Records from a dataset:
:::::
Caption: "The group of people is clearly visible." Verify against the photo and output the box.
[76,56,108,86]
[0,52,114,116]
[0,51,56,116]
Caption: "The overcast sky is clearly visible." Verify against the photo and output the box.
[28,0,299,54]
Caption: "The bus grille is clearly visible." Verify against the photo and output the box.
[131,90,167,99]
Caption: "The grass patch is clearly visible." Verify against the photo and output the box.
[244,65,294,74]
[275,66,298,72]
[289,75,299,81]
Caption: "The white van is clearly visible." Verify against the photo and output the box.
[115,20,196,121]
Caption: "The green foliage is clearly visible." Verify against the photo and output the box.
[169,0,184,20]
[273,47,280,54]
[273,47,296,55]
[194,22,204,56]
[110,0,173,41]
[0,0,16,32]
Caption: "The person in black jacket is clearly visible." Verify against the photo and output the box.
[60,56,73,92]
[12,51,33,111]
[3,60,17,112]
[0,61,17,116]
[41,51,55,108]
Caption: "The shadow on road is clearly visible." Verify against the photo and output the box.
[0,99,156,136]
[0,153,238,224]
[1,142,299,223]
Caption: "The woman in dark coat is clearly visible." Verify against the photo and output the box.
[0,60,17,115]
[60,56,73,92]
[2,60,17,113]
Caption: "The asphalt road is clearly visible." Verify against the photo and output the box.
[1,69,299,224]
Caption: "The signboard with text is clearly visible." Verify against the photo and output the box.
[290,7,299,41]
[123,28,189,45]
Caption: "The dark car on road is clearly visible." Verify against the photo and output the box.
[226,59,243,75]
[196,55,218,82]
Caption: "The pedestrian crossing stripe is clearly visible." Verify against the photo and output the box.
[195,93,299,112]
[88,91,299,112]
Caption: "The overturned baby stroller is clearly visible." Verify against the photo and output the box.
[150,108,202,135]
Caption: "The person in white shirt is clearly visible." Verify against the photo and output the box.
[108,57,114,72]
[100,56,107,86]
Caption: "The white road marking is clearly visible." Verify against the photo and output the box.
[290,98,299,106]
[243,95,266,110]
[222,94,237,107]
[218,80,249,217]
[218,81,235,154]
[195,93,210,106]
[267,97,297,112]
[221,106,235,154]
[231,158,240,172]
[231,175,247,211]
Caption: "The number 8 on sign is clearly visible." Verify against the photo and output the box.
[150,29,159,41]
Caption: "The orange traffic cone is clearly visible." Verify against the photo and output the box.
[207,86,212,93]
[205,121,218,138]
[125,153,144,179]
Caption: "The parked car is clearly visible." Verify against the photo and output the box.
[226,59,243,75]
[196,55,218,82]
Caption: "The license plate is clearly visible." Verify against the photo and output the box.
:::::
What is being asked – Give back each record, exactly as it reads.

Exercise response –
Caption: "The group of people is clearly visible." Verify against the photo and output the box.
[76,56,108,86]
[0,52,114,116]
[0,51,56,116]
Caption: "The overcast sky is clearly visible." Verify against the photo and output the box.
[28,0,299,54]
Caption: "The bus grille is clearly visible." Verify against the photo and output the box.
[131,90,167,99]
Caption: "The grass patch is clearly visible." Verify against the photo and output the box.
[244,65,294,74]
[275,66,298,72]
[289,75,299,81]
Caption: "The white van is clearly visible." Verify against the photo and output the box.
[115,20,196,121]
Caption: "The green foliage is clearly visible." Verify against the photo and output the box.
[169,0,184,20]
[273,47,280,54]
[273,47,296,55]
[194,22,204,56]
[110,0,173,41]
[0,0,16,32]
Caption: "The person in black jacket is clearly visible." Verify against the photo and output the box.
[60,56,73,92]
[12,51,33,111]
[3,60,17,112]
[0,61,17,116]
[41,51,55,108]
Caption: "The shadow on road is clearly visible." Verify against the photo and output the box.
[0,99,156,136]
[0,153,238,224]
[1,142,299,223]
Caption: "The woman in dark coat is clearly visible." Verify against the photo and output the box.
[0,60,17,115]
[60,56,73,92]
[2,60,17,113]
Caption: "The asphalt road is clearly visible." Verify against the photo and output the box.
[1,69,299,224]
Caption: "The signboard with text is clearly visible." Verify against the photo and output the box.
[290,7,299,41]
[123,28,189,45]
Caption: "The dark car on road is clearly visible." Verify against the photo and output the box.
[226,59,243,75]
[196,55,218,82]
Caption: "The pedestrian crossing stripe is clearly visible." Verify against the photo and output the box.
[195,93,299,112]
[88,91,299,112]
Caption: "The overturned baby stroller is clearly visible." Verify against the photo and output the box.
[150,108,202,135]
Caption: "The person in white shirt is clearly visible." Verify against the photo and output the box.
[108,57,114,72]
[100,56,107,86]
Caption: "The white road marking is clearly visible." Verify against the photo and output the box.
[290,98,299,106]
[243,95,266,110]
[222,94,237,107]
[218,80,249,217]
[218,81,235,154]
[195,93,210,106]
[267,97,297,112]
[221,106,235,154]
[231,158,240,172]
[231,175,247,211]
Caption: "The number 8 on sign is clearly visible." Verify against the photo and output the box.
[150,29,159,41]
Caption: "The orange traffic cone is clearly visible." Verify against the photo and output the box.
[207,86,212,93]
[205,121,218,138]
[125,153,144,179]
Caption: "The parked car is clearly visible." Verify against the photo and output the box.
[226,59,243,75]
[196,55,218,82]
Caption: "The license plate is clearly visible." Verify against the photo and output the box.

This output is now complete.